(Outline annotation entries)
+++

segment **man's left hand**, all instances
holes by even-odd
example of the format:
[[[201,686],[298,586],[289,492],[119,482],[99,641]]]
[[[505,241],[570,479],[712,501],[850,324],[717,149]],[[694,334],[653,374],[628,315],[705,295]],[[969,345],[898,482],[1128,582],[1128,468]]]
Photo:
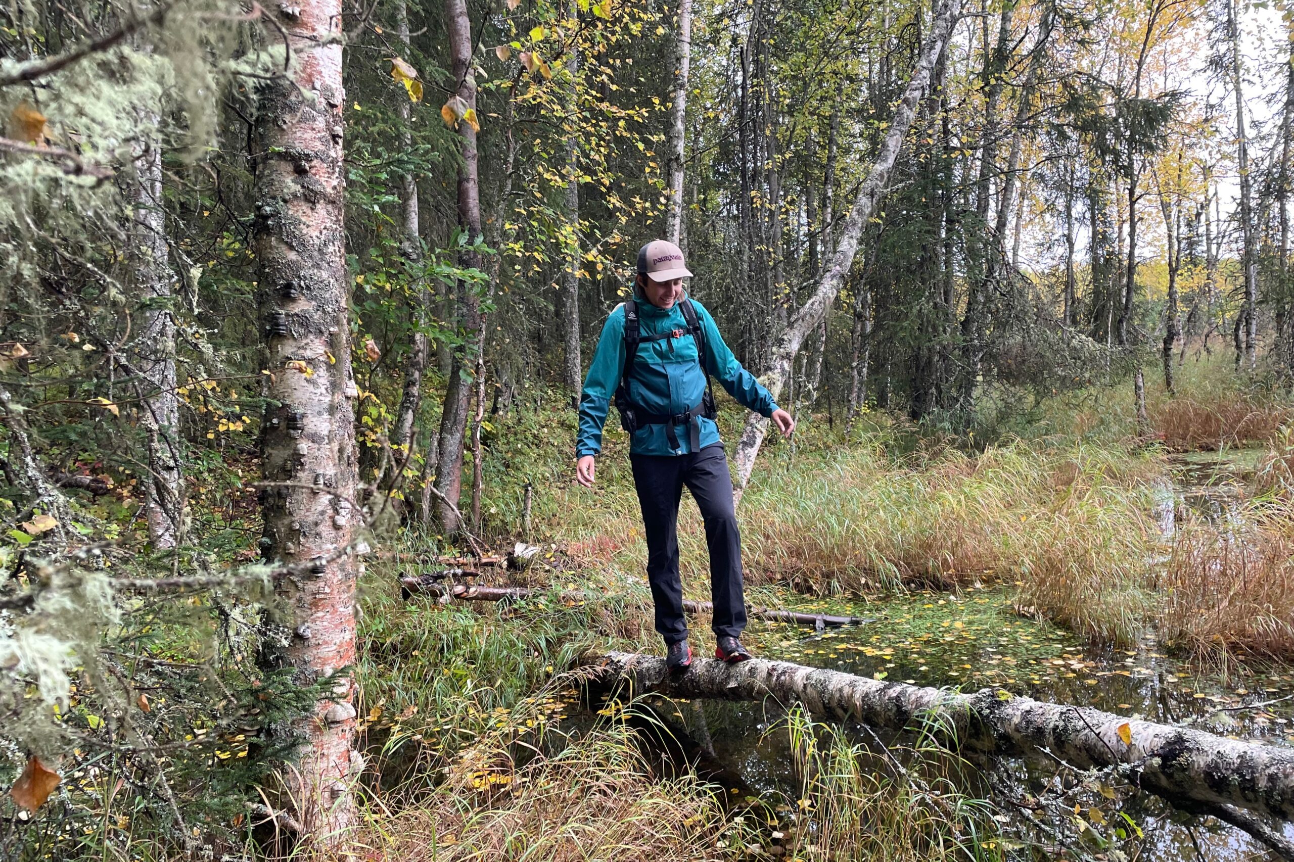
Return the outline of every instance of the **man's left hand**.
[[[789,440],[791,432],[796,430],[796,421],[791,418],[791,414],[782,408],[778,408],[769,418],[773,419],[773,425],[778,426],[778,431],[782,432],[782,436]]]

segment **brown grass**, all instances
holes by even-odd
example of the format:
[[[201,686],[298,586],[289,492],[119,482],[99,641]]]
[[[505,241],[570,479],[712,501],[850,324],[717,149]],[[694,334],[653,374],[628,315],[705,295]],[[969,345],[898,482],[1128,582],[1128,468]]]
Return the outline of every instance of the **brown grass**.
[[[1150,406],[1150,425],[1165,445],[1196,452],[1268,443],[1290,421],[1288,406],[1241,392],[1209,401],[1172,399]]]
[[[1159,584],[1158,628],[1201,658],[1294,661],[1294,540],[1190,525]]]
[[[371,810],[348,858],[534,862],[730,858],[714,795],[695,778],[657,780],[622,730],[599,731],[518,766],[479,746],[430,797]]]

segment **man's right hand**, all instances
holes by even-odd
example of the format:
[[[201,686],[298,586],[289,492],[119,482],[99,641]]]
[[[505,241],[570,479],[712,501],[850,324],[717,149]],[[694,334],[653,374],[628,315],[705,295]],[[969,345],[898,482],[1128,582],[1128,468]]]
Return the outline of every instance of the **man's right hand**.
[[[593,488],[593,474],[597,470],[593,456],[584,456],[575,462],[575,479],[585,488]]]

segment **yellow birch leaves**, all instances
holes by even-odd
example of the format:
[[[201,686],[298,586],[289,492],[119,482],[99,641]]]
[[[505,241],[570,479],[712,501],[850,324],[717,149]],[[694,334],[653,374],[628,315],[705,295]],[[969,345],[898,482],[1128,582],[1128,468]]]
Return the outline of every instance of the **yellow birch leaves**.
[[[418,80],[418,70],[400,57],[389,57],[388,60],[391,61],[391,76],[404,84],[409,93],[409,101],[421,102],[422,82]]]
[[[440,118],[449,128],[457,128],[458,120],[462,120],[471,126],[474,132],[481,131],[480,120],[476,119],[476,109],[468,107],[467,102],[458,96],[450,96],[449,101],[440,107]]]

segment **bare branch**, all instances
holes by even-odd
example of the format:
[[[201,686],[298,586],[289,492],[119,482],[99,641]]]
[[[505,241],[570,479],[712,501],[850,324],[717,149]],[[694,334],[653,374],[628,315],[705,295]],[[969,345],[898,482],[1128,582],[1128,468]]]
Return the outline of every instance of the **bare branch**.
[[[106,164],[94,164],[93,162],[85,162],[82,157],[76,155],[71,150],[65,150],[61,146],[38,146],[35,144],[23,144],[22,141],[16,141],[9,137],[0,137],[0,151],[3,153],[17,153],[19,155],[39,155],[45,159],[61,160],[63,163],[63,173],[70,176],[92,176],[96,180],[110,180],[115,173],[113,168]]]

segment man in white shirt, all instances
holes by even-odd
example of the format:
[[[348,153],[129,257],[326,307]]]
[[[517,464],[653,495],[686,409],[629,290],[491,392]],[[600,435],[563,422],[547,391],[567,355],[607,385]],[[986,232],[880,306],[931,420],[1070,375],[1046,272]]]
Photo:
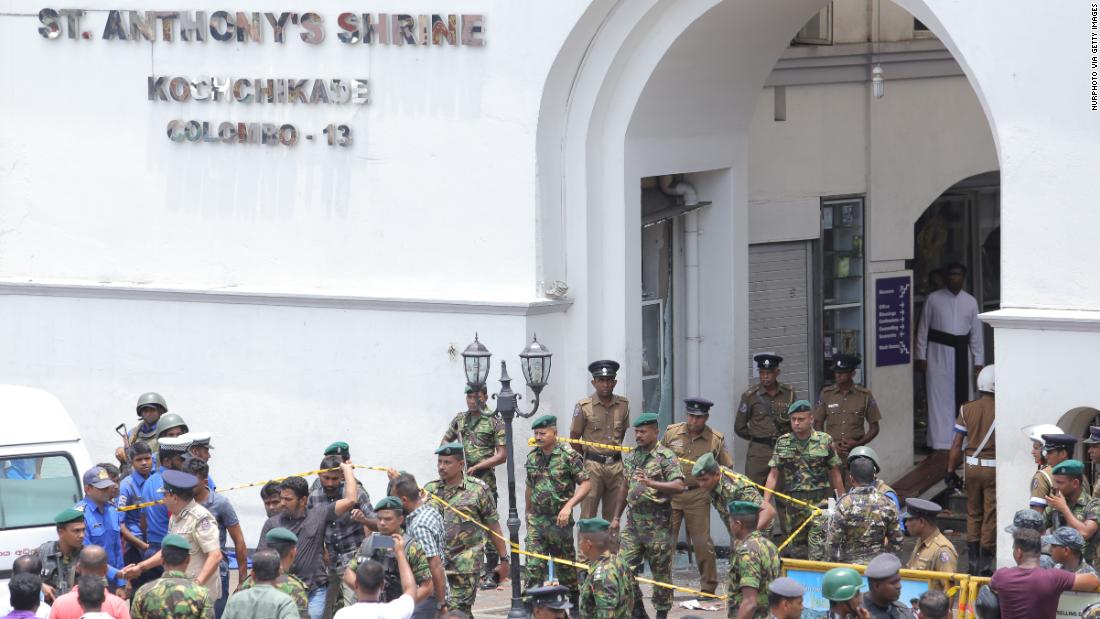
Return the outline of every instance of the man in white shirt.
[[[986,363],[978,301],[963,289],[966,267],[955,263],[945,270],[947,287],[928,295],[916,327],[916,369],[925,372],[934,450],[950,449],[959,407],[971,399],[970,364],[977,373]]]
[[[382,595],[384,571],[377,561],[364,561],[355,570],[355,595],[359,604],[341,608],[334,619],[409,619],[416,609],[416,578],[405,556],[405,538],[392,535],[397,572],[402,577],[402,596],[393,601],[378,601]]]

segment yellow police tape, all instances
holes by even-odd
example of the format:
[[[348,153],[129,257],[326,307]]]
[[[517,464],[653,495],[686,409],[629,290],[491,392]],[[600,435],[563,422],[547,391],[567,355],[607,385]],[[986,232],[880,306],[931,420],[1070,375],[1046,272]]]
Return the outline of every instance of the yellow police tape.
[[[361,464],[356,464],[354,466],[355,466],[355,468],[366,468],[369,471],[383,471],[383,472],[388,471],[388,468],[386,468],[385,466],[363,466]],[[219,488],[219,491],[228,493],[230,490],[242,490],[244,488],[252,488],[252,487],[255,487],[255,486],[266,486],[267,484],[270,484],[272,482],[282,482],[283,479],[286,479],[287,477],[308,477],[310,475],[319,475],[321,473],[328,473],[330,471],[340,471],[340,468],[318,468],[317,471],[306,471],[304,473],[295,473],[294,475],[284,475],[283,477],[275,477],[275,478],[272,478],[272,479],[264,479],[263,482],[252,482],[251,484],[238,484],[235,486],[230,486],[228,488]],[[145,501],[145,502],[135,502],[134,505],[127,505],[127,506],[120,507],[119,511],[133,511],[135,509],[144,509],[146,507],[153,507],[154,505],[161,505],[163,502],[164,502],[164,499],[151,500],[151,501]]]

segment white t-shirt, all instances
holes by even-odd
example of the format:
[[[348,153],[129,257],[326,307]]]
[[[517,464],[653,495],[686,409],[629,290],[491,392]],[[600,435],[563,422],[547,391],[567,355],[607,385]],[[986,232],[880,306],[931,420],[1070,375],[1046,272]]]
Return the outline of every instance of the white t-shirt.
[[[409,619],[414,610],[416,603],[411,597],[403,595],[386,604],[361,601],[355,606],[341,608],[337,610],[333,619]]]

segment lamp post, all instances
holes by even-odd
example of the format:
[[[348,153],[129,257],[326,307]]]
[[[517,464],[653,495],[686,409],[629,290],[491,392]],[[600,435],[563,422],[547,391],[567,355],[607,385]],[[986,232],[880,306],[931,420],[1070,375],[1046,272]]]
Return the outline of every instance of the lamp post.
[[[488,379],[488,364],[492,356],[488,349],[477,340],[476,334],[473,343],[462,351],[466,384],[474,389],[474,393],[481,393],[482,385]],[[516,457],[513,453],[512,421],[516,416],[526,419],[538,412],[539,394],[550,379],[550,351],[539,342],[538,336],[531,338],[531,342],[519,353],[519,367],[524,372],[524,380],[527,382],[527,387],[535,391],[535,408],[526,413],[517,407],[517,400],[522,396],[512,390],[508,366],[505,362],[501,362],[501,393],[494,397],[496,413],[504,420],[504,441],[508,454],[508,540],[513,548],[519,546],[519,510],[516,508]],[[509,554],[512,555],[512,608],[508,610],[508,617],[522,619],[527,617],[527,611],[524,609],[519,590],[519,553],[509,552]]]

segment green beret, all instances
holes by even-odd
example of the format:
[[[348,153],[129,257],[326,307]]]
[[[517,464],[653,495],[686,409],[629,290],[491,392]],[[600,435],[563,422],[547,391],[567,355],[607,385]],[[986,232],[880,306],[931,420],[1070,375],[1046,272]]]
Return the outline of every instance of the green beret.
[[[760,506],[747,500],[732,500],[729,501],[729,505],[726,507],[729,508],[730,516],[748,516],[748,515],[760,513]]]
[[[1082,464],[1079,460],[1067,460],[1056,464],[1052,473],[1055,475],[1080,477],[1081,475],[1085,475],[1085,464]]]
[[[810,400],[794,400],[791,406],[787,407],[787,413],[799,412],[803,410],[813,410],[814,405],[810,404]]]
[[[54,522],[57,524],[68,524],[69,522],[76,522],[77,520],[84,520],[84,512],[72,507],[65,511],[54,516]]]
[[[436,455],[462,455],[462,443],[443,443],[436,450]]]
[[[339,454],[341,452],[343,452],[343,453],[350,453],[351,452],[351,447],[348,446],[348,443],[345,443],[343,441],[337,441],[337,442],[332,443],[331,445],[324,447],[324,455],[337,455],[337,454]]]
[[[705,454],[698,456],[695,461],[695,466],[691,467],[692,475],[698,475],[701,473],[713,473],[718,469],[718,461],[714,460],[714,454],[706,452]]]
[[[161,545],[164,548],[178,548],[179,550],[191,550],[191,543],[187,541],[183,535],[177,535],[175,533],[168,533],[161,540]]]
[[[264,540],[268,542],[290,542],[292,544],[298,543],[298,535],[294,534],[294,531],[289,529],[284,529],[282,527],[276,527],[264,535]]]
[[[557,428],[558,418],[552,414],[543,414],[535,421],[531,422],[531,430],[538,430],[539,428]]]
[[[399,511],[405,510],[405,506],[402,505],[402,499],[397,497],[382,497],[382,500],[374,506],[375,511],[382,511],[383,509],[396,509]]]
[[[576,521],[576,530],[581,533],[595,533],[610,529],[612,523],[603,518],[582,518]]]

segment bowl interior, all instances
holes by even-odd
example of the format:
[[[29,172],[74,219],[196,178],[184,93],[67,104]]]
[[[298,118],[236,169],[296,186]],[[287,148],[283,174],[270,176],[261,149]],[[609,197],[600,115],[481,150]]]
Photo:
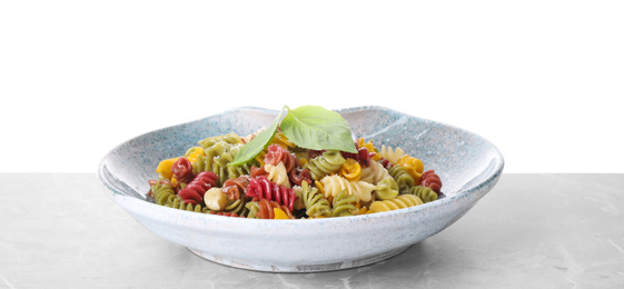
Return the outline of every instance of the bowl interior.
[[[344,109],[355,138],[399,147],[435,170],[444,198],[403,210],[314,220],[260,220],[188,212],[146,199],[162,159],[207,137],[246,136],[278,111],[239,108],[130,139],[100,162],[105,191],[141,225],[219,263],[261,271],[327,271],[376,262],[445,229],[496,183],[503,156],[469,131],[379,107]],[[270,232],[270,233],[267,233]],[[366,232],[363,235],[363,232]],[[263,243],[263,250],[255,248]],[[328,246],[328,243],[330,246]]]

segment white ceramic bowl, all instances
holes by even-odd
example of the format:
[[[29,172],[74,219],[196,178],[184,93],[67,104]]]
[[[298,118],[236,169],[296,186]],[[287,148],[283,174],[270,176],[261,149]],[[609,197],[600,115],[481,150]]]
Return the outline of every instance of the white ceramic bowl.
[[[202,258],[251,270],[309,272],[365,266],[400,253],[464,216],[503,171],[502,153],[479,136],[386,108],[361,107],[338,111],[354,134],[419,158],[426,170],[440,176],[445,198],[389,212],[311,220],[230,218],[146,200],[160,160],[181,156],[207,137],[252,133],[268,127],[277,112],[240,108],[130,139],[100,162],[102,189],[142,226]]]

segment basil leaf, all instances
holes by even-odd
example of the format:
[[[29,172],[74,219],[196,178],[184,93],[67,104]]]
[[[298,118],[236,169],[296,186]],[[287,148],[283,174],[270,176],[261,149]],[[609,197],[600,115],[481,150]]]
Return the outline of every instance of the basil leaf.
[[[280,128],[295,144],[306,149],[357,153],[351,127],[340,113],[318,106],[288,108],[288,111]]]
[[[258,136],[256,136],[251,141],[245,143],[245,146],[240,148],[240,150],[236,153],[236,156],[234,156],[234,160],[227,166],[231,167],[231,166],[239,166],[246,163],[252,160],[256,156],[258,156],[260,151],[265,150],[269,146],[269,142],[273,139],[273,137],[275,137],[275,132],[277,131],[277,126],[279,124],[279,120],[281,119],[281,114],[284,114],[285,109],[286,106],[281,108],[281,111],[279,112],[277,118],[275,118],[270,127],[265,131],[260,132]]]

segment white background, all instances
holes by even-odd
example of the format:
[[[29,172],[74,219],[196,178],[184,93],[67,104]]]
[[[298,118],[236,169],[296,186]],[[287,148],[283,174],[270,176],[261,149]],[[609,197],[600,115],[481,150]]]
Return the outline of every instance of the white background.
[[[0,171],[251,106],[384,106],[505,172],[624,172],[623,1],[0,1]],[[198,136],[201,138],[201,136]]]

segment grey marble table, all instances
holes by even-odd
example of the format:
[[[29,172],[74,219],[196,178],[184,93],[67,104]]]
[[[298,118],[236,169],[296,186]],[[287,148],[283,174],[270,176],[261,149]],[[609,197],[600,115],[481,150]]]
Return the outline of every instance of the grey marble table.
[[[503,175],[402,255],[321,273],[204,260],[136,222],[95,173],[0,173],[0,288],[624,288],[624,175]]]

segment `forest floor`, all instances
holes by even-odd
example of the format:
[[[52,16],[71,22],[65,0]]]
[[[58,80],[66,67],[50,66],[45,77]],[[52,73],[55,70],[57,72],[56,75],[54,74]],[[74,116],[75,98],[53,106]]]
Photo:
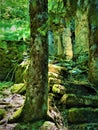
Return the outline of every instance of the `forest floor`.
[[[50,105],[49,105],[49,111],[50,111],[50,117],[51,119],[54,121],[48,125],[50,125],[49,128],[44,128],[42,127],[42,129],[39,130],[67,130],[66,127],[62,127],[62,128],[58,128],[57,126],[59,126],[60,124],[63,126],[63,118],[61,116],[61,113],[59,111],[59,108],[62,111],[63,105],[59,104],[61,98],[63,97],[63,95],[66,93],[65,92],[65,88],[63,88],[60,84],[61,83],[61,79],[64,80],[64,82],[69,82],[69,87],[67,87],[67,93],[75,93],[77,94],[82,94],[83,96],[86,95],[88,96],[90,95],[94,95],[96,94],[95,90],[93,88],[90,88],[90,86],[87,86],[87,68],[79,68],[79,67],[71,67],[69,66],[69,64],[65,69],[65,66],[62,67],[62,65],[54,65],[54,64],[50,64],[49,65],[49,86],[50,86],[50,90],[49,90],[49,95],[52,95],[54,97],[50,97],[50,100],[53,99],[52,101],[50,101]],[[81,66],[80,66],[81,67]],[[67,71],[66,71],[67,70]],[[58,78],[58,77],[59,78]],[[52,79],[54,78],[54,79]],[[64,79],[65,78],[65,79]],[[78,80],[79,82],[76,83],[76,80]],[[51,84],[51,81],[53,84]],[[55,82],[56,85],[59,84],[60,88],[55,88],[52,86],[55,86]],[[75,83],[73,83],[75,82]],[[82,82],[82,85],[81,85]],[[84,82],[84,83],[83,83]],[[25,101],[25,95],[24,94],[19,94],[19,93],[12,93],[11,91],[11,86],[13,86],[13,84],[9,85],[9,87],[7,87],[7,83],[3,82],[4,86],[2,87],[2,89],[0,89],[0,130],[14,130],[14,128],[17,126],[17,118],[18,115],[16,117],[14,117],[13,119],[11,119],[12,115],[14,114],[14,112],[16,112],[19,108],[21,108],[21,106],[23,106],[24,101]],[[65,84],[66,86],[66,84]],[[70,87],[71,86],[71,87]],[[82,86],[82,88],[81,88]],[[78,88],[77,88],[78,87]],[[73,102],[72,102],[73,103]],[[60,106],[61,105],[61,106]],[[70,104],[68,104],[70,106]],[[65,109],[65,108],[64,108]],[[3,111],[2,111],[3,110]],[[10,119],[10,120],[9,120]],[[67,120],[67,119],[65,119]],[[66,122],[66,121],[65,121]],[[49,123],[49,122],[48,122]],[[67,124],[67,122],[65,123]],[[46,124],[47,126],[47,124]],[[46,127],[45,126],[45,127]],[[15,130],[31,130],[29,128],[21,128],[21,129],[15,129]],[[32,129],[32,130],[38,130],[37,129]],[[75,130],[75,129],[71,129],[71,130]],[[96,129],[97,130],[97,129]]]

+++

» **Exercise aim**:
Pull out every line of the entries above that contains the string "leaves", matching case exactly.

» **Solution to this exercise**:
segment **yellow birch leaves**, all instances
Return the outline of every instance of the **yellow birch leaves**.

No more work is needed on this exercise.